Na avaliação do Fundo, as economias avançadas recuperem a trajetória de crescimento anterior à covid-19. “O apoio fiscal vai persistir, mas gastos e receitas vão aproxime-se gradualmente do caminho pré-covid. É importante ressaltar que China e Estados Unidos se posicionam com recuperações precoces e fortes”, acrescentou. O documento destacou que os países com maior credibilidade também experimentam taxas de juros mais baixas sobre o governo títulos. “Conclusão: a responsabilidade fiscal compensa”, frisou.

Vale lembrar que, de acordo com o FMI, mais dos US$ 16,9 trilhões de medidas fiscais anunciadas pelos governos no combate à pandemia devem expirar neste ano. Não à toa, diante do avanço desigual da vacinação no planeta, o Fundo destacou que a agenda prioritária global deverá ser o controle da covid-19.

Crítica aos subsídios

Tanto no relatório de 114 páginas do Monitor Fiscal quanto em outros documentos que estão sendo divulgados evento anual do FMI que está ocorrendo nesta semana em Washington, na sede da entidade, com encontros com os ministros da Economia e presidentes dos bancos centrais dos 189 países membros há uma grande preocupação com as mudanças climáticas. Nesse sentido, o Fundo não tem poupado críticas às políticas de subsídios, principalmente, às relacionadas aos combustíveis fósseis e defende mais incentivos para investimentos em energia renovável.

────────────────────

Tarefa a realizar: Escreva a continuação do texto sobre o relatório fiscal do FMI a partir do ponto em que ele termina.

────────────────────

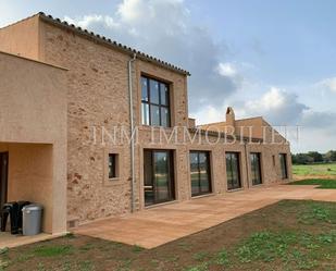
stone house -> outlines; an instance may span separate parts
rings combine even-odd
[[[43,13],[1,28],[1,205],[40,202],[62,233],[290,180],[289,144],[261,116],[195,125],[189,75]]]

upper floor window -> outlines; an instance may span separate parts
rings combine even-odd
[[[281,161],[282,178],[287,178],[288,177],[287,155],[286,153],[279,153],[278,158],[279,158],[279,161]]]
[[[119,176],[119,155],[109,153],[109,178]]]
[[[141,76],[141,123],[171,126],[170,88],[166,83]]]

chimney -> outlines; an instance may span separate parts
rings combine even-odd
[[[235,132],[235,111],[232,107],[226,109],[226,126],[231,126],[233,133]],[[232,131],[232,128],[229,128],[228,132]]]

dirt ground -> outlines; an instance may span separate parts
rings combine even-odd
[[[0,270],[336,270],[336,204],[284,200],[154,249],[80,235],[0,252]]]

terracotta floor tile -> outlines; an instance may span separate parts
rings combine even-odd
[[[75,232],[153,248],[209,229],[281,199],[336,201],[336,190],[314,186],[272,185],[191,199],[147,209],[123,218],[79,226]]]

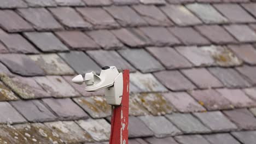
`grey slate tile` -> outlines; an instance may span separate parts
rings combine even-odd
[[[195,86],[178,70],[161,71],[154,75],[172,91],[191,90]]]
[[[78,74],[84,74],[91,71],[95,71],[98,73],[100,72],[100,67],[83,52],[71,51],[59,55]]]
[[[220,111],[194,113],[199,120],[213,131],[234,130],[237,127]]]
[[[19,100],[11,104],[30,122],[42,122],[56,119],[56,117],[38,100]]]
[[[233,69],[211,68],[208,69],[227,87],[244,87],[251,85],[249,82]]]
[[[211,130],[190,113],[172,113],[165,116],[184,134],[210,133]]]
[[[181,131],[164,116],[146,116],[139,118],[153,131],[156,137],[174,136],[181,134]],[[160,123],[165,127],[159,127]]]
[[[22,54],[2,54],[2,62],[13,73],[22,76],[44,75],[44,71],[28,56]]]
[[[26,122],[26,119],[6,101],[0,102],[0,123]]]
[[[143,49],[119,50],[119,53],[142,73],[148,73],[164,69],[162,65]]]
[[[129,69],[131,72],[136,71],[115,51],[87,51],[86,53],[102,67],[114,65],[117,68]]]
[[[42,101],[61,120],[75,120],[89,117],[83,109],[70,99],[43,99]]]

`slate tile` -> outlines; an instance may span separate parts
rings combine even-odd
[[[255,20],[237,4],[217,4],[214,7],[233,23],[253,22]]]
[[[185,92],[169,92],[163,95],[181,112],[206,111],[203,107]]]
[[[232,68],[211,68],[208,70],[228,88],[248,87],[251,84]]]
[[[128,6],[112,6],[105,7],[104,9],[122,26],[147,25],[145,20]]]
[[[192,64],[174,49],[169,47],[148,47],[147,50],[167,69],[189,68]]]
[[[173,113],[166,117],[184,134],[206,133],[211,130],[191,114]]]
[[[30,43],[19,34],[8,34],[0,29],[0,41],[6,46],[10,52],[38,53],[38,51]]]
[[[210,41],[191,27],[172,27],[168,29],[185,45],[205,45]]]
[[[148,137],[144,139],[150,144],[178,144],[178,143],[172,137],[167,137],[163,139],[158,139],[155,137]]]
[[[181,134],[181,131],[164,116],[145,116],[139,117],[154,133],[155,137],[164,137]],[[159,124],[165,127],[159,127]]]
[[[82,0],[54,0],[60,6],[83,6],[84,3]]]
[[[223,23],[228,21],[209,4],[189,4],[186,7],[206,23]]]
[[[189,94],[208,110],[230,109],[234,107],[227,99],[214,89],[194,91],[190,92]]]
[[[79,8],[76,9],[95,28],[112,28],[119,27],[119,25],[114,18],[101,8]]]
[[[161,2],[161,1],[162,1],[154,0],[154,1]],[[138,13],[138,14],[149,23],[150,26],[168,26],[173,25],[172,22],[168,19],[167,16],[155,5],[137,5],[133,6],[132,8],[133,8],[135,11],[136,11],[136,12]]]
[[[77,92],[67,82],[60,76],[37,76],[36,81],[55,98],[74,97],[79,96]]]
[[[52,0],[25,0],[25,1],[29,6],[32,7],[56,6],[55,2]]]
[[[100,67],[83,52],[71,51],[69,53],[60,53],[59,55],[78,74],[83,74],[91,71],[95,71],[97,73],[100,72]]]
[[[247,109],[224,111],[223,113],[241,129],[253,130],[256,128],[256,118]]]
[[[45,123],[53,133],[57,134],[60,138],[66,143],[78,143],[92,141],[90,135],[72,121]]]
[[[16,76],[9,78],[3,76],[1,79],[7,86],[16,94],[22,99],[34,99],[50,97],[44,89],[43,89],[31,77],[24,77]]]
[[[251,45],[230,45],[228,46],[246,63],[249,64],[256,64],[256,50]]]
[[[86,119],[88,115],[70,99],[43,99],[42,101],[61,120]]]
[[[138,118],[129,117],[129,137],[141,137],[153,135],[153,133]]]
[[[253,42],[256,39],[256,33],[247,25],[232,25],[224,28],[240,42]]]
[[[84,2],[88,6],[106,6],[112,4],[110,0],[83,0]]]
[[[147,44],[147,40],[135,35],[136,32],[131,29],[121,28],[111,32],[124,44],[130,47],[141,47]]]
[[[18,9],[18,13],[33,25],[38,31],[62,29],[61,26],[53,15],[44,8],[28,8]]]
[[[236,41],[225,29],[218,25],[199,26],[195,27],[195,29],[214,44],[234,43]]]
[[[0,25],[1,27],[9,32],[33,30],[28,22],[10,10],[0,10]]]
[[[124,46],[115,36],[107,30],[90,31],[86,34],[104,49],[119,49]]]
[[[241,74],[249,79],[249,81],[253,85],[256,84],[256,67],[243,65],[242,67],[236,68]]]
[[[100,90],[96,92],[87,92],[84,90],[85,84],[78,85],[72,82],[72,80],[75,76],[64,76],[62,77],[71,85],[77,92],[81,95],[85,97],[93,96],[93,95],[103,95],[105,94],[104,89]],[[131,87],[130,87],[131,88]]]
[[[182,135],[174,137],[175,140],[181,144],[210,144],[202,135]]]
[[[256,131],[232,132],[231,134],[243,143],[253,144],[256,140]]]
[[[256,103],[252,100],[241,89],[227,88],[216,89],[222,96],[229,100],[236,107],[245,107],[256,106]]]
[[[129,69],[132,72],[136,71],[115,51],[87,51],[86,53],[102,67],[114,65],[117,68]]]
[[[92,25],[85,22],[75,10],[71,7],[50,8],[53,15],[65,26],[70,28],[91,28]]]
[[[194,115],[213,131],[226,131],[237,128],[220,111],[194,113]]]
[[[96,141],[107,141],[110,133],[110,125],[104,119],[79,120],[77,123]]]
[[[196,25],[202,23],[192,13],[182,5],[170,4],[160,8],[172,21],[179,26]]]
[[[10,104],[0,102],[0,123],[18,123],[26,122],[26,119]]]
[[[100,46],[92,39],[80,31],[62,31],[56,34],[72,49],[88,50],[100,48]]]
[[[56,119],[56,117],[40,101],[19,100],[11,104],[30,122],[42,122]]]
[[[21,0],[0,1],[0,8],[26,8],[27,4]]]
[[[200,88],[223,86],[220,81],[205,68],[183,69],[181,72]]]
[[[142,73],[164,70],[164,68],[148,52],[143,49],[119,50],[119,53]]]
[[[152,40],[154,46],[173,45],[181,42],[164,27],[146,27],[139,29]]]
[[[13,73],[22,76],[43,75],[44,72],[28,56],[21,54],[2,54],[0,61]]]
[[[136,99],[154,116],[171,113],[173,110],[171,103],[160,93],[141,93]]]
[[[28,55],[47,75],[73,75],[74,71],[55,53]]]
[[[161,71],[154,73],[154,75],[161,83],[172,91],[189,90],[195,88],[195,86],[177,70]]]
[[[104,118],[111,115],[111,106],[107,103],[104,97],[80,97],[73,100],[94,118]]]
[[[229,134],[216,134],[203,135],[205,139],[211,143],[222,143],[222,144],[240,144],[234,137]]]

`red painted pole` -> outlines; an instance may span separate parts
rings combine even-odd
[[[120,106],[112,109],[110,144],[128,143],[129,118],[129,70],[123,73],[123,90]]]

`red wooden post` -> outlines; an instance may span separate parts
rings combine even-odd
[[[128,143],[129,70],[124,70],[123,77],[124,84],[121,105],[115,106],[112,109],[110,144]]]

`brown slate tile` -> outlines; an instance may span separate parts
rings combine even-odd
[[[216,90],[210,89],[191,91],[189,94],[208,110],[230,109],[231,103]]]
[[[205,45],[210,41],[191,27],[172,27],[168,29],[185,45]]]
[[[56,117],[38,100],[19,100],[11,104],[30,122],[42,122],[56,119]]]
[[[25,19],[38,31],[60,29],[61,26],[44,8],[20,9],[18,10]]]
[[[87,51],[86,53],[102,67],[114,65],[117,68],[129,69],[131,72],[136,71],[115,51]]]
[[[34,79],[42,87],[55,98],[74,97],[80,95],[80,94],[61,76],[37,76]]]
[[[171,20],[179,26],[195,25],[202,23],[193,13],[182,5],[166,5],[160,8]]]
[[[119,27],[119,25],[112,16],[101,8],[78,8],[76,9],[95,28],[112,28]]]
[[[6,101],[0,102],[0,123],[18,123],[26,122],[26,119]]]
[[[164,85],[172,91],[195,88],[195,86],[178,70],[161,71],[155,73],[154,75]]]
[[[251,86],[239,73],[231,68],[211,68],[210,72],[228,88],[245,87]]]
[[[42,101],[61,120],[86,119],[88,115],[71,99],[43,99]]]
[[[124,45],[110,31],[98,30],[86,32],[96,43],[106,50],[121,49]]]
[[[237,4],[217,4],[214,7],[232,23],[254,22],[255,20]]]
[[[154,46],[173,45],[181,42],[164,27],[146,27],[139,29],[152,40]]]
[[[202,105],[185,92],[169,92],[164,93],[163,95],[180,112],[206,111]]]
[[[230,45],[228,47],[246,63],[256,64],[256,50],[251,45]]]
[[[118,52],[125,59],[143,73],[164,69],[164,67],[156,59],[143,49],[126,49],[119,50]]]
[[[6,46],[10,52],[38,53],[34,47],[19,34],[8,34],[0,29],[0,41]]]
[[[199,26],[195,27],[195,29],[214,44],[234,43],[236,41],[225,29],[218,25]]]
[[[148,51],[167,69],[189,68],[192,64],[174,49],[169,47],[148,47]]]
[[[256,128],[256,118],[247,109],[224,111],[223,113],[241,129],[253,130]]]
[[[51,32],[29,32],[24,34],[43,52],[68,51],[68,48]]]
[[[104,9],[112,15],[114,19],[122,26],[147,25],[144,19],[129,7],[112,6],[105,7]]]
[[[10,10],[0,10],[0,25],[9,32],[33,30],[28,22]]]
[[[132,8],[133,8],[150,26],[168,26],[173,25],[172,22],[168,19],[166,16],[155,5],[137,5],[133,6]]]
[[[88,50],[100,48],[93,40],[80,31],[62,31],[56,34],[72,49]]]
[[[223,86],[216,77],[205,68],[184,69],[181,70],[181,72],[200,88]]]
[[[256,33],[244,25],[225,26],[224,28],[239,41],[253,42],[256,40]]]
[[[90,29],[92,25],[85,22],[75,10],[71,7],[50,8],[53,15],[65,26],[70,28]]]
[[[44,75],[44,71],[28,56],[22,54],[2,54],[0,61],[13,73],[22,76]]]

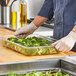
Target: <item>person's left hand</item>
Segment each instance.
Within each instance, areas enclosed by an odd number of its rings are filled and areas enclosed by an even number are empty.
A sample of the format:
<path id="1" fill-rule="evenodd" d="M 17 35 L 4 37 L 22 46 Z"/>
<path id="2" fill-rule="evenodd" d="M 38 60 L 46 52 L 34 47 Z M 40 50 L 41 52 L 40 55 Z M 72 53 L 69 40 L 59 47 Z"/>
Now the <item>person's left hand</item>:
<path id="1" fill-rule="evenodd" d="M 59 51 L 68 52 L 70 51 L 76 42 L 76 33 L 70 32 L 66 37 L 56 41 L 52 45 Z"/>

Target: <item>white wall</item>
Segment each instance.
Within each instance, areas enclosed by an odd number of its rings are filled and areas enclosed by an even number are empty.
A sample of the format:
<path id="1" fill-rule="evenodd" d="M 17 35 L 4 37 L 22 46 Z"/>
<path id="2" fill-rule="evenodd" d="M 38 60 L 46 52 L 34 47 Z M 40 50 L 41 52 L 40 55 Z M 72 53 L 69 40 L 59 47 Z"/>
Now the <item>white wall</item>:
<path id="1" fill-rule="evenodd" d="M 45 0 L 26 0 L 27 2 L 27 18 L 34 18 L 40 11 Z"/>

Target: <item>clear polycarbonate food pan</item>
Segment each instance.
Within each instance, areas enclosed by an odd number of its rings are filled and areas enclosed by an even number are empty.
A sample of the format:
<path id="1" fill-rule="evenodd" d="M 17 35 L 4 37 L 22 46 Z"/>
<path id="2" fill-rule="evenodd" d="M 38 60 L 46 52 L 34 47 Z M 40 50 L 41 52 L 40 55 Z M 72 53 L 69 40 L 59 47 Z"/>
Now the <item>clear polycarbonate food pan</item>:
<path id="1" fill-rule="evenodd" d="M 37 34 L 29 35 L 28 37 L 33 37 L 33 36 L 38 37 L 38 38 L 47 39 L 50 42 L 54 42 L 54 39 L 52 39 L 52 38 L 46 38 L 44 36 L 37 35 Z M 39 47 L 25 47 L 20 44 L 7 40 L 7 38 L 9 38 L 9 37 L 12 37 L 12 35 L 4 36 L 2 38 L 3 46 L 13 49 L 13 50 L 20 52 L 27 56 L 50 55 L 50 54 L 58 53 L 58 51 L 51 45 L 50 46 L 39 46 Z"/>

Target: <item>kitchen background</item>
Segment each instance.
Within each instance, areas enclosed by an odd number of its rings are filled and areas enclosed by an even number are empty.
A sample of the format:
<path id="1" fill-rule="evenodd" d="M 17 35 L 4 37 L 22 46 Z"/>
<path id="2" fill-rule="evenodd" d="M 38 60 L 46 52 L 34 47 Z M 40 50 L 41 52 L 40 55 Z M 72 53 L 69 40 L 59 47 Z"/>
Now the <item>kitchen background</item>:
<path id="1" fill-rule="evenodd" d="M 11 0 L 11 2 L 12 1 L 14 0 Z M 45 0 L 25 0 L 25 1 L 27 3 L 27 19 L 28 22 L 30 23 L 40 11 L 40 8 L 42 7 Z M 10 9 L 9 7 L 7 7 L 7 4 L 8 4 L 8 0 L 3 0 L 3 1 L 0 0 L 0 24 L 2 26 L 10 28 Z M 38 30 L 36 30 L 35 33 L 45 35 L 48 37 L 53 35 L 52 29 L 54 26 L 54 19 L 45 22 L 42 26 L 43 27 L 40 27 Z"/>

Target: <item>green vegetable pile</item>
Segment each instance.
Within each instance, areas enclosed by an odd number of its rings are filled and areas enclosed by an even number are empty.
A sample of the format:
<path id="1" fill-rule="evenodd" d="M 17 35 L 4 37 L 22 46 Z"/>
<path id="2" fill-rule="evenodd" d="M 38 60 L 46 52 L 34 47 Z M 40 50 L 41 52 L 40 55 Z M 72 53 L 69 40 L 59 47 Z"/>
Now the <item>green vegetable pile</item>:
<path id="1" fill-rule="evenodd" d="M 41 72 L 33 71 L 32 73 L 28 73 L 28 74 L 16 74 L 16 73 L 11 72 L 7 76 L 70 76 L 70 75 L 69 74 L 62 74 L 61 72 L 51 73 L 51 71 L 49 71 L 46 73 L 41 73 Z"/>
<path id="2" fill-rule="evenodd" d="M 49 46 L 52 44 L 50 41 L 46 39 L 37 38 L 37 37 L 30 37 L 27 39 L 23 39 L 23 38 L 17 39 L 14 37 L 10 37 L 8 38 L 8 40 L 26 47 Z"/>

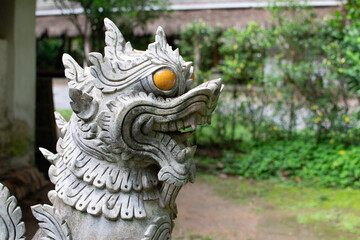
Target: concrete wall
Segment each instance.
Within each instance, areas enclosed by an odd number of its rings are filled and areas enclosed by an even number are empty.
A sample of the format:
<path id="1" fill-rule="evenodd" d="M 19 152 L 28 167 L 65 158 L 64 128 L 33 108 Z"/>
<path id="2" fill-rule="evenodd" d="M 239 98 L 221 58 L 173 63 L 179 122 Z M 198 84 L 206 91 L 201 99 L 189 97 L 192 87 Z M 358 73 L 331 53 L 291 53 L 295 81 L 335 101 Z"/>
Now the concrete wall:
<path id="1" fill-rule="evenodd" d="M 0 39 L 6 42 L 7 67 L 5 107 L 10 122 L 27 123 L 30 136 L 35 130 L 35 6 L 36 0 L 2 0 Z M 4 69 L 0 69 L 4 71 Z M 1 117 L 1 116 L 0 116 Z"/>

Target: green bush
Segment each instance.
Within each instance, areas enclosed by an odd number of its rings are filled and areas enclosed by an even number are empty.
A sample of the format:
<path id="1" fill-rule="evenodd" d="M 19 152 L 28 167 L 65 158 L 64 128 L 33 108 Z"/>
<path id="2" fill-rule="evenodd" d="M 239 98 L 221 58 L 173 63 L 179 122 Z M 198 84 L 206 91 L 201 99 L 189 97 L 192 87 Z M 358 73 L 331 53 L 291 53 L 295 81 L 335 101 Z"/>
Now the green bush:
<path id="1" fill-rule="evenodd" d="M 308 136 L 275 140 L 252 148 L 248 154 L 228 151 L 217 161 L 221 171 L 245 178 L 273 177 L 326 187 L 360 187 L 360 148 L 339 143 L 316 143 Z M 211 164 L 201 158 L 200 164 Z"/>

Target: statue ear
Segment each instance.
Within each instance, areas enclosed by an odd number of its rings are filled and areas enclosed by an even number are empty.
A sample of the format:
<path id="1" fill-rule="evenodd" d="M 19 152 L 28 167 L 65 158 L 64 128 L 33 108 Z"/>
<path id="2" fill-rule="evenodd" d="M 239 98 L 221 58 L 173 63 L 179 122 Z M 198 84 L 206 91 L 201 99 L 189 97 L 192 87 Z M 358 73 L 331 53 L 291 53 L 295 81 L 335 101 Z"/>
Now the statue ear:
<path id="1" fill-rule="evenodd" d="M 95 116 L 99 105 L 92 96 L 76 88 L 69 88 L 69 96 L 70 106 L 80 119 L 88 121 Z"/>

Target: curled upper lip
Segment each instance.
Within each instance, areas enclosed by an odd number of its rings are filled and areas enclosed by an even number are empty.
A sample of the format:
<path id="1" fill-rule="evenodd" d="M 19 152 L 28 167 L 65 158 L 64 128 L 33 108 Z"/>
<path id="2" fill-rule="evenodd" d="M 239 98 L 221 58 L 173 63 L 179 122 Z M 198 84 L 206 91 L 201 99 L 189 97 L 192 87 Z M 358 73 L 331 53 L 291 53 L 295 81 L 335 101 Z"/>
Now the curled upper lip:
<path id="1" fill-rule="evenodd" d="M 160 165 L 161 180 L 172 176 L 185 183 L 193 174 L 189 173 L 193 162 L 186 159 L 192 158 L 196 148 L 185 146 L 184 138 L 190 134 L 179 131 L 190 126 L 195 130 L 196 125 L 209 122 L 221 89 L 221 80 L 217 79 L 174 98 L 151 93 L 134 93 L 129 100 L 122 97 L 127 106 L 119 113 L 122 117 L 117 135 L 134 154 L 147 156 Z"/>

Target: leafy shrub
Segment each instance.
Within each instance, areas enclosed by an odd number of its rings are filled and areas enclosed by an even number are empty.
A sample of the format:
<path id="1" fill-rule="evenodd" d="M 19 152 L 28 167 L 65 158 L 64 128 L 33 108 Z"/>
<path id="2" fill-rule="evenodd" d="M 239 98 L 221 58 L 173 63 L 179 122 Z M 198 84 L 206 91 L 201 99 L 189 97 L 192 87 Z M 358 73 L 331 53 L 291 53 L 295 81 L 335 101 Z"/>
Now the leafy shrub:
<path id="1" fill-rule="evenodd" d="M 248 154 L 228 151 L 217 161 L 222 172 L 245 178 L 273 177 L 326 187 L 360 187 L 360 147 L 316 143 L 307 137 L 275 140 Z M 200 159 L 200 163 L 211 163 Z"/>

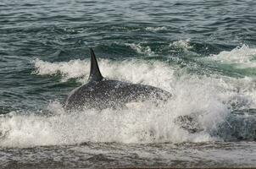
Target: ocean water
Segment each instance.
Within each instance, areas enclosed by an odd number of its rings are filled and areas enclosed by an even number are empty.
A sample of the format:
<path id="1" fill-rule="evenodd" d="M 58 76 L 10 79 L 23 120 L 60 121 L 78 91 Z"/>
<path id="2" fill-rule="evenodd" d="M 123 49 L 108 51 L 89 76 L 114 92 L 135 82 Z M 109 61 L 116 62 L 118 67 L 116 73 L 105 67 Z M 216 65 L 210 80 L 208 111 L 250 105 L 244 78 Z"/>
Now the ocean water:
<path id="1" fill-rule="evenodd" d="M 2 0 L 0 168 L 256 166 L 255 9 L 253 0 Z M 87 81 L 88 47 L 104 77 L 173 97 L 65 112 Z"/>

────────────────────

Resposta do exercício:
Nesse sentido, o Fundo recomendou que os governos devem se abster de recorrer a subsídios generalizados no setor energético, apesar do aumento dos preços. “Os subsídios de amplo espectro são custosos, motivo pelo qual os formuladores de políticas deveriam usar recurso específico para ajudar as famílias de baixa renda mais afetadas pelo recente aumento dos preços da energia, disse Paulo Medas, do Departamento de Finanças Públicas do FMI, de acordo com a agência France Presse.

Os subsídios generalizados “beneficiam famílias ricas que não precisam de apoio”, o que os torna “muito custosos”, disse Medas, em entrevista coletiva. Ele disse que o aumento dos preços da energia era esperado, até certo ponto, enquanto a demanda global vai-se recuperando da pandemia da covid-19 e insistiu, contudo, que o FMI estimula os países a avançarem mais rumo à energia verde.

“A realidade é que enfrentamos estas grandes volatilidades nos preços do petróleo e do gás há muito tempo. E a única forma de lidar com isso, de maneira permanente”, é investir mais em energia renovável”, disse.

De acordo com o documento do FMI, muitos países se encontram em uma situação em que o apoio fiscal ainda é inestimável para proteger vidas e meios de subsistência e, ao mesmo tempo, os governos também enfrentam questões sobre seu endividamento elevado e necessidades brutas de financiamento, e, para atingir níveis de dívida são sustentáveis ​​no longo prazo será preciso que os governos se comprometam com a redução do deficit no futuro.  “Os governos dispõem de vários instrumentos, incluindo a realização de reformas fiscais estruturais (como reforma previdenciária ou reforma de subsídios), pré-legislar mudanças nos impostos ou nos gastos e se comprometer com regras fiscais que levem à redução do deficit no futuro”, informou.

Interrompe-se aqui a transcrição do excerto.